:: ASSIGNMENT ::
Only the closing stretch of the material is wanted: the line containing "In an <instance>" and every line after it, transcribed exactly.

:: SOURCE RECORDS ::
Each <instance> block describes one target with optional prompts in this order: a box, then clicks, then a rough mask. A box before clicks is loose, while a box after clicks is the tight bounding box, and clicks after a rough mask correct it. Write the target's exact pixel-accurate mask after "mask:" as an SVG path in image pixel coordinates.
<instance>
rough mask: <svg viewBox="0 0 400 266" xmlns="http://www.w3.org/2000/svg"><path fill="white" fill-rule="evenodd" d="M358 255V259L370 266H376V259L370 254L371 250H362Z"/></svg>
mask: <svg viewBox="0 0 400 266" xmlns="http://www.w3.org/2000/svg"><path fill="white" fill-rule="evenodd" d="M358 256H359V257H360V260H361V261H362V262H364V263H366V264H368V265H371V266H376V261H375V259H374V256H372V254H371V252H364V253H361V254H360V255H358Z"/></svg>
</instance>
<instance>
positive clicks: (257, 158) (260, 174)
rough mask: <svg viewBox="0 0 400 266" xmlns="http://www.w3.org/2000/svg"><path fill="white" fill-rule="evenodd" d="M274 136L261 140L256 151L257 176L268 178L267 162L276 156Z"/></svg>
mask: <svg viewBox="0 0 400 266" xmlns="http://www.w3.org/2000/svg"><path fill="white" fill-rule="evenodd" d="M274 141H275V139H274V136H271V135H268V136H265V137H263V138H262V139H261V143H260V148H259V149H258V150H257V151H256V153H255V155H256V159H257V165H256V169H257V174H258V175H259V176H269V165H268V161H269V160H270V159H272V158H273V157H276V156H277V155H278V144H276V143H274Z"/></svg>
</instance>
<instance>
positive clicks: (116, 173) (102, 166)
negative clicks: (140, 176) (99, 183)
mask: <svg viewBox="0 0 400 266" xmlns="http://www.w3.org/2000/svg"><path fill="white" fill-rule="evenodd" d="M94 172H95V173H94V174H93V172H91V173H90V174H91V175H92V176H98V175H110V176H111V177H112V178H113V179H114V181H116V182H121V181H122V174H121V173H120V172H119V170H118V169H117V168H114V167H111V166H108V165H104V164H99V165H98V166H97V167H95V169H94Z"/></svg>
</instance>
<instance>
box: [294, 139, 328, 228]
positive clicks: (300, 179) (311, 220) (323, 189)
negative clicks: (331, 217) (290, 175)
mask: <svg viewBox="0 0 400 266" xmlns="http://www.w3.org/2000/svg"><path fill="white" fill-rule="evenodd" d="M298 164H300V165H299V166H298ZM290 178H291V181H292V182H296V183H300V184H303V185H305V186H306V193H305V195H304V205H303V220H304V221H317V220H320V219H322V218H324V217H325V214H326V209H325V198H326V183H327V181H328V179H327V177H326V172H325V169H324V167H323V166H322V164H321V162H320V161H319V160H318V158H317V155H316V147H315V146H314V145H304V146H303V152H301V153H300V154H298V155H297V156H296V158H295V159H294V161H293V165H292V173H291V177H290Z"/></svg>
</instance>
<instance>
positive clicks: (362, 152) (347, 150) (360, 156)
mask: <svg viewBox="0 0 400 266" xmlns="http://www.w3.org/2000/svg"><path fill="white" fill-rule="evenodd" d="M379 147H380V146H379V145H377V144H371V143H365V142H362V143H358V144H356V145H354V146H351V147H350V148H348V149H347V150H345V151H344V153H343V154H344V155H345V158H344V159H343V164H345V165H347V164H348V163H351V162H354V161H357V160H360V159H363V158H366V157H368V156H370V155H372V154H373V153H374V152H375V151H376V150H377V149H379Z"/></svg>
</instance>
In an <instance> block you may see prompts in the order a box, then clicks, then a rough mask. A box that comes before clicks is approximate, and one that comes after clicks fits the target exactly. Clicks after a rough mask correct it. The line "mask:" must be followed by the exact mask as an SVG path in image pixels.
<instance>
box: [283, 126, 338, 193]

:: WRITTEN ANSWER ::
In an <instance> block you may see prompts in the order a box, then clicks, then a rough mask. A box that comes before clicks is approximate, and one that comes after clicks fits the target exactly. Clicks after a rough mask correct it. The line "mask:" must be followed by the exact mask as an SVG path in image pixels.
<instance>
box: [283, 126, 338, 193]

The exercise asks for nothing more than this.